### Data supplied ###

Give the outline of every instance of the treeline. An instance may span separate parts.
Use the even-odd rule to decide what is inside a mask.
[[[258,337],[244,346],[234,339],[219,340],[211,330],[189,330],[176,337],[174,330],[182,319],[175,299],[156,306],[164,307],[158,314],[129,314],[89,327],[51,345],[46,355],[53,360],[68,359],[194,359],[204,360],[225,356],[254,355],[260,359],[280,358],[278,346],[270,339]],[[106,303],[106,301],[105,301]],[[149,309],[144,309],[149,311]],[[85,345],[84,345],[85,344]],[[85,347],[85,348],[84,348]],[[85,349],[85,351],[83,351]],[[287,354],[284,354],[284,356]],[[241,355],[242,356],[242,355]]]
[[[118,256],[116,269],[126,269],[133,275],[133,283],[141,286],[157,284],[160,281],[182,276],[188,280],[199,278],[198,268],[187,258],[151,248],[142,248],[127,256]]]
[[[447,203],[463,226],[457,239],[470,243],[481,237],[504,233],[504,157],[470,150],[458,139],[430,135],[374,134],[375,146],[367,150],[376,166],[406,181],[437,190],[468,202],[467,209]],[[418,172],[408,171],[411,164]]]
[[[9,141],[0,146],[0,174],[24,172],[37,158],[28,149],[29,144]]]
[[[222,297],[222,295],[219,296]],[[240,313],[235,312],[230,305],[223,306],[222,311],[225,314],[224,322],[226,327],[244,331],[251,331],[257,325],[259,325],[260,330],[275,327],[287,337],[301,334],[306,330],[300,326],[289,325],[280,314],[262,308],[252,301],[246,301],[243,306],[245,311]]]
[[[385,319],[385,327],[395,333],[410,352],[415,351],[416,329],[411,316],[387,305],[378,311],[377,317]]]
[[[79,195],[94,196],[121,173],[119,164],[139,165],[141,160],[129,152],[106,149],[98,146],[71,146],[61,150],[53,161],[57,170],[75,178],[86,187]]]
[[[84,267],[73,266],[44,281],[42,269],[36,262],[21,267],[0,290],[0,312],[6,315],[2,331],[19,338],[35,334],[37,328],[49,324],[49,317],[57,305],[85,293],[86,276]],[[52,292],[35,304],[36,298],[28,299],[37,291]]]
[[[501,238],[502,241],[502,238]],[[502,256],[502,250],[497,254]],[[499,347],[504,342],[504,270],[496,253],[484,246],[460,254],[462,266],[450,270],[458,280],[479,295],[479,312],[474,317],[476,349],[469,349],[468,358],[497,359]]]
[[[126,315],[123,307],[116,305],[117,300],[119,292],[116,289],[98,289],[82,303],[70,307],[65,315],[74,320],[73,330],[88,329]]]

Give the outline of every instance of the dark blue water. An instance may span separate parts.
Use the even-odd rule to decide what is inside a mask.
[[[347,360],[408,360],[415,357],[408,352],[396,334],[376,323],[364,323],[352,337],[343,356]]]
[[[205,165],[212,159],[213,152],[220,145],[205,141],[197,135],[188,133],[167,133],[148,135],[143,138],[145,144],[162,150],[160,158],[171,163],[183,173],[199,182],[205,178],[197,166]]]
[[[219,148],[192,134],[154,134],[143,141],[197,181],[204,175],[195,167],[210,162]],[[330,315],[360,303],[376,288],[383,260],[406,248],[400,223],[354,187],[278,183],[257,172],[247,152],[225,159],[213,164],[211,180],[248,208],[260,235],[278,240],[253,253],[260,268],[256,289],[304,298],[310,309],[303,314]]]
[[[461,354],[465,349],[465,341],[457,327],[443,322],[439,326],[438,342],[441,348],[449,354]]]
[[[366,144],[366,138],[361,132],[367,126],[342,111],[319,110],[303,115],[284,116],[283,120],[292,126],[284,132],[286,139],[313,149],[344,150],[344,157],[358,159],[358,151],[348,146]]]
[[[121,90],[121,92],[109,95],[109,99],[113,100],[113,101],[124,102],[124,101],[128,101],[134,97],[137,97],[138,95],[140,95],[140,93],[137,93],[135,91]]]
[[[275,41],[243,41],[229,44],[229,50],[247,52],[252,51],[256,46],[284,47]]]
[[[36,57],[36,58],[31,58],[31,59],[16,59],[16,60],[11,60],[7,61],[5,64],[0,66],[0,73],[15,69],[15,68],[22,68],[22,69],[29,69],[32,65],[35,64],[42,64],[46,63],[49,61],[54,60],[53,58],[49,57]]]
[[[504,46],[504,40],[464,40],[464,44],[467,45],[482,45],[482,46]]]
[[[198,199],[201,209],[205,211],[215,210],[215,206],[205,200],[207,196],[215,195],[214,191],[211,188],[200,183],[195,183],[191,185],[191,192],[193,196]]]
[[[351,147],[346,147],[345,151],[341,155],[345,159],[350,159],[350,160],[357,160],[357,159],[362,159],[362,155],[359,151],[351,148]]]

###

Say each line again exactly as it appears above.

Output.
Give the outline of every instance of the treeline. An instance may span separate parts.
Use the even-odd rule to decide what is inside a mask.
[[[258,337],[244,346],[234,339],[219,340],[211,330],[189,330],[176,337],[174,330],[182,319],[175,299],[156,306],[164,307],[158,314],[129,314],[89,327],[51,345],[46,355],[53,360],[68,359],[194,359],[204,360],[225,356],[254,355],[260,359],[280,358],[278,346],[270,339]],[[106,303],[106,301],[105,301]],[[149,309],[144,309],[149,311]],[[85,345],[84,345],[85,344]],[[85,347],[85,348],[84,348]],[[85,349],[85,351],[83,351]],[[287,354],[284,354],[284,356]],[[241,355],[242,356],[242,355]]]
[[[118,256],[116,269],[126,269],[133,275],[133,283],[141,286],[157,284],[160,281],[182,276],[188,280],[199,278],[198,268],[187,258],[151,248],[142,248],[127,256]]]
[[[447,203],[463,226],[457,239],[470,243],[481,237],[504,233],[504,157],[470,150],[458,139],[430,135],[374,134],[375,146],[367,150],[376,166],[406,181],[437,190],[468,202],[467,209]],[[418,172],[408,171],[411,164]]]
[[[9,141],[0,146],[0,174],[24,172],[37,158],[28,149],[29,144]]]
[[[222,297],[222,295],[219,296]],[[240,313],[235,312],[230,305],[223,306],[222,311],[225,314],[224,322],[226,327],[244,331],[251,331],[257,325],[259,325],[260,330],[275,327],[287,337],[301,334],[306,330],[300,326],[289,325],[280,314],[262,308],[252,301],[246,301],[243,306],[245,311]]]
[[[385,319],[385,327],[395,333],[410,352],[415,351],[416,329],[411,316],[387,305],[378,311],[377,317]]]
[[[79,195],[94,196],[121,173],[119,164],[139,165],[141,160],[129,152],[106,149],[98,146],[71,146],[61,150],[53,161],[57,170],[75,178],[86,187]]]
[[[84,267],[73,266],[44,281],[42,269],[36,262],[21,267],[0,290],[0,312],[6,315],[2,331],[19,338],[35,334],[37,328],[49,324],[49,317],[57,305],[85,293],[86,276]],[[52,292],[35,304],[36,298],[28,299],[37,291]]]
[[[501,238],[502,241],[502,238]],[[502,256],[502,250],[497,254]],[[499,347],[504,342],[504,270],[496,253],[484,246],[460,254],[462,266],[450,270],[458,280],[479,295],[479,312],[474,317],[476,349],[469,349],[468,358],[497,359]]]
[[[126,315],[123,307],[116,305],[117,300],[119,292],[116,289],[98,289],[82,303],[70,307],[65,315],[74,320],[73,330],[88,329]]]

Give the outline of every instance of the dark blue water. An instance may span separate parts.
Use the even-odd rule to decide what is inside a mask.
[[[347,360],[408,360],[415,357],[408,352],[396,334],[376,323],[364,323],[352,337],[343,356]]]
[[[205,165],[212,159],[213,152],[220,145],[205,141],[197,135],[188,133],[167,133],[148,135],[143,138],[145,144],[162,150],[160,158],[171,163],[183,173],[199,182],[205,178],[197,166]]]
[[[219,148],[192,134],[154,134],[143,141],[197,181],[204,175],[195,167],[210,162]],[[330,315],[360,303],[376,288],[383,260],[406,248],[400,223],[354,187],[278,183],[257,172],[247,152],[225,159],[213,164],[211,180],[248,208],[260,235],[278,240],[253,253],[260,268],[256,289],[304,298],[310,309],[303,314]]]
[[[461,354],[465,349],[465,341],[457,327],[443,322],[439,326],[438,342],[441,348],[449,354]]]
[[[366,144],[366,138],[361,132],[367,126],[342,111],[319,110],[303,115],[284,116],[283,120],[292,126],[284,132],[286,139],[313,149],[344,150],[344,157],[358,159],[358,151],[348,146]]]
[[[121,90],[121,92],[109,95],[109,99],[113,100],[113,101],[124,102],[124,101],[128,101],[134,97],[137,97],[138,95],[140,95],[140,93],[137,93],[135,91]]]
[[[275,41],[243,41],[229,44],[229,50],[247,52],[252,51],[256,46],[284,47]]]
[[[36,57],[36,58],[31,58],[31,59],[16,59],[16,60],[11,60],[7,61],[5,64],[0,66],[0,73],[15,69],[15,68],[22,68],[22,69],[29,69],[32,65],[35,64],[42,64],[46,63],[49,61],[54,60],[53,58],[49,57]]]
[[[504,46],[504,40],[464,40],[464,44],[467,45],[482,45],[482,46]]]
[[[198,199],[201,209],[205,211],[215,210],[215,206],[205,200],[207,196],[215,195],[214,191],[211,188],[200,183],[195,183],[191,185],[191,192],[193,196]]]
[[[351,147],[346,147],[345,151],[341,155],[345,159],[350,159],[350,160],[357,160],[357,159],[362,159],[362,155],[359,151],[351,148]]]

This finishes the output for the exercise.